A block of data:
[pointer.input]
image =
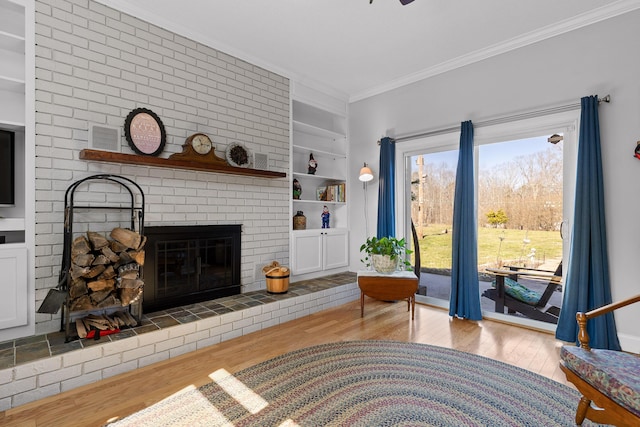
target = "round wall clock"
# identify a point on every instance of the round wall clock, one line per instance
(237, 155)
(200, 143)
(145, 132)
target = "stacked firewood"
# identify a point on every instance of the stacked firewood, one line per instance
(103, 324)
(106, 272)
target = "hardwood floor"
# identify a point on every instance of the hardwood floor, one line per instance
(95, 404)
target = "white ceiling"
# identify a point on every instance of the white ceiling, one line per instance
(355, 49)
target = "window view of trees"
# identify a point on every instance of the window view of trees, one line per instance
(519, 204)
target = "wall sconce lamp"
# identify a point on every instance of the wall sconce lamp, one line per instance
(366, 174)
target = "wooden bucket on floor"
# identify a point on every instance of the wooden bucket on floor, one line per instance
(277, 278)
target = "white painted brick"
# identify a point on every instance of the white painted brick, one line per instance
(81, 356)
(137, 353)
(242, 323)
(119, 346)
(154, 358)
(59, 375)
(182, 330)
(6, 376)
(209, 342)
(17, 387)
(120, 369)
(220, 330)
(232, 334)
(103, 362)
(197, 336)
(183, 349)
(168, 344)
(33, 395)
(230, 317)
(34, 368)
(85, 379)
(252, 328)
(153, 337)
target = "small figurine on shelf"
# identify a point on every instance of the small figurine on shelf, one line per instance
(313, 165)
(325, 217)
(297, 189)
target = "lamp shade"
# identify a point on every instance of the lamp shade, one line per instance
(365, 174)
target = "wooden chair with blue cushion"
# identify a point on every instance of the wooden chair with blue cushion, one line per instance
(610, 379)
(516, 297)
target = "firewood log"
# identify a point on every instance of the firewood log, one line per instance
(138, 256)
(131, 321)
(129, 238)
(101, 260)
(82, 331)
(131, 283)
(108, 273)
(101, 285)
(80, 245)
(95, 271)
(111, 255)
(116, 246)
(77, 271)
(125, 257)
(143, 242)
(109, 301)
(77, 289)
(99, 296)
(129, 295)
(97, 240)
(122, 318)
(82, 260)
(82, 303)
(96, 324)
(129, 274)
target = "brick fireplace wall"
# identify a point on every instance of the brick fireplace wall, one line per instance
(93, 66)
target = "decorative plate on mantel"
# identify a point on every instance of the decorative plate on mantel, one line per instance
(238, 156)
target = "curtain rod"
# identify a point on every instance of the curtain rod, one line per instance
(499, 120)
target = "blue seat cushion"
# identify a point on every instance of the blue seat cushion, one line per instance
(614, 373)
(520, 292)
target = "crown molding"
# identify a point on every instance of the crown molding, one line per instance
(614, 9)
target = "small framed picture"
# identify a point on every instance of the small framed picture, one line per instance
(321, 193)
(145, 132)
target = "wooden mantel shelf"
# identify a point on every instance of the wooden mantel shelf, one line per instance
(134, 159)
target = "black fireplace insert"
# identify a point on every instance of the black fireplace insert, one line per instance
(190, 264)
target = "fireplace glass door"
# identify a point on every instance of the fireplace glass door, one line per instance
(188, 266)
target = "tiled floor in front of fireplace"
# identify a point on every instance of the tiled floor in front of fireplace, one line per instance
(29, 349)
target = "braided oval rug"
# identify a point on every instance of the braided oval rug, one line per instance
(369, 383)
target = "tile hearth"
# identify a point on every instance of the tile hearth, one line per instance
(30, 349)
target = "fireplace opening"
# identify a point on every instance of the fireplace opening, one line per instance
(190, 264)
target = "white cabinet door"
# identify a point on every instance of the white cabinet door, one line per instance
(13, 287)
(336, 249)
(307, 251)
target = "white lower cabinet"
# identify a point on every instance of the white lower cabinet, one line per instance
(14, 307)
(319, 250)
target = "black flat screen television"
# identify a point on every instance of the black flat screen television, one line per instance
(7, 168)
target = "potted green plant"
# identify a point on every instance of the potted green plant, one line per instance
(385, 253)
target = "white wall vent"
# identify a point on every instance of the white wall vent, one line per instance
(104, 138)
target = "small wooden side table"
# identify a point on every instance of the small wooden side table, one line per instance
(388, 287)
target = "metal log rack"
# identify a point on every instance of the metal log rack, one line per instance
(135, 208)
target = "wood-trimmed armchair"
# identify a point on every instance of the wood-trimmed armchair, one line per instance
(609, 379)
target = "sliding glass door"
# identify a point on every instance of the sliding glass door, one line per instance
(525, 178)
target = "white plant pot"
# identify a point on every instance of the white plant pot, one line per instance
(384, 263)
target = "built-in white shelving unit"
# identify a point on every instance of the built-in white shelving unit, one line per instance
(320, 133)
(17, 111)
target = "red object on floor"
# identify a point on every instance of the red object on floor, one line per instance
(92, 333)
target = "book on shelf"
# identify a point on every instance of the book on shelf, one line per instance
(332, 193)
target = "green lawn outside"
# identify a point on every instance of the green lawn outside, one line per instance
(496, 247)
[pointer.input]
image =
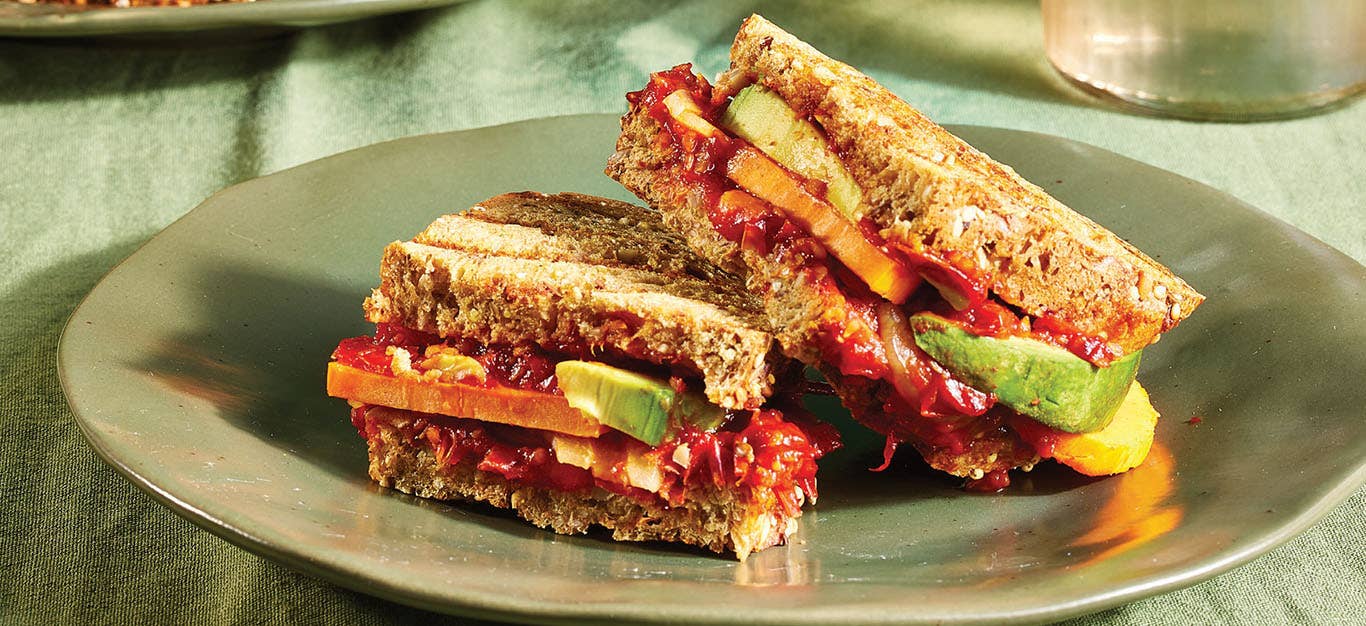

**DIRECTIONS FOR THIS TASK**: Select every line of the records above that contains the string "insert", and copy those lines out. Case counts.

**RESPONSE TO THE EXERCISE**:
target = "black fireplace insert"
# identify a point on every instance of the black fireplace insert, one line per instance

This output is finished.